Task objective
Please report each line of the data below that contains "water".

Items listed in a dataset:
^^^^
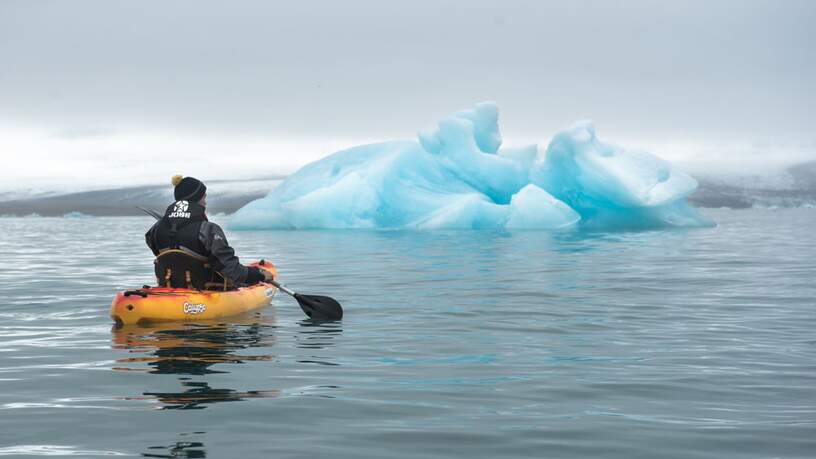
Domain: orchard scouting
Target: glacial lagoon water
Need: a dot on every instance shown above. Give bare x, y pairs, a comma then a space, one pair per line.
480, 344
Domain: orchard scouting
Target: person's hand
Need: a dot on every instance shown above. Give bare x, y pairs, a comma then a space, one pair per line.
267, 276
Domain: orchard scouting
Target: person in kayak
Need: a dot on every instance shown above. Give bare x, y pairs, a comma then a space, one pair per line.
191, 251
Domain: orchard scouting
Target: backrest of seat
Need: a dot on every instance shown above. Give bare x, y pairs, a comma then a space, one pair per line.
176, 268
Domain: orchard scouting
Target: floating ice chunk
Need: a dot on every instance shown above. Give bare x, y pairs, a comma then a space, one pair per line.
458, 177
464, 144
588, 174
534, 208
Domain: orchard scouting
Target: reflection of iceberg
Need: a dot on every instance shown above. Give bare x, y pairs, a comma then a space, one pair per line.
457, 176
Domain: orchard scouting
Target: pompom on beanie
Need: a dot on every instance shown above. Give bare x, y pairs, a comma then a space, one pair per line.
188, 188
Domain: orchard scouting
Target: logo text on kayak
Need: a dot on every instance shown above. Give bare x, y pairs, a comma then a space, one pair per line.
194, 308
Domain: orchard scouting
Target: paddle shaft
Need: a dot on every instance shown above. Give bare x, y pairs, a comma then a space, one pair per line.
282, 287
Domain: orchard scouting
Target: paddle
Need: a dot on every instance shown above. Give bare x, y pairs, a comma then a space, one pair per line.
317, 307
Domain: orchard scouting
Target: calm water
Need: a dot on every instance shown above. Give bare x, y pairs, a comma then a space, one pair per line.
676, 344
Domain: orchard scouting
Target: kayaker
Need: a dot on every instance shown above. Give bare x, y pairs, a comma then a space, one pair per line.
191, 251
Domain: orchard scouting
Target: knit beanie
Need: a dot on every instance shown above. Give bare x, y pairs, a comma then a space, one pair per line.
188, 188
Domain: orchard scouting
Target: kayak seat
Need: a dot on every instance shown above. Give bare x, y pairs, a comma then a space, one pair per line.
180, 268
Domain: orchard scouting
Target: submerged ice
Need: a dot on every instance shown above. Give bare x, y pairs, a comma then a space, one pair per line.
458, 176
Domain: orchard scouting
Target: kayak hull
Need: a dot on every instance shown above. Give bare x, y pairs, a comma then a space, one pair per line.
158, 304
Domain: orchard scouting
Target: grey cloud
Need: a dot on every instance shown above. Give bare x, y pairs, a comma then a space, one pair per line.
704, 70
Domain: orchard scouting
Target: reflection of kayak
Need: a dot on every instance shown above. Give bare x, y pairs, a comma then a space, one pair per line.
159, 304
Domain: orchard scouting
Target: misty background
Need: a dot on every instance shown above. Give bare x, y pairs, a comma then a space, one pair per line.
^^^^
Task output
Target: glacial lagoon water
Target: calm water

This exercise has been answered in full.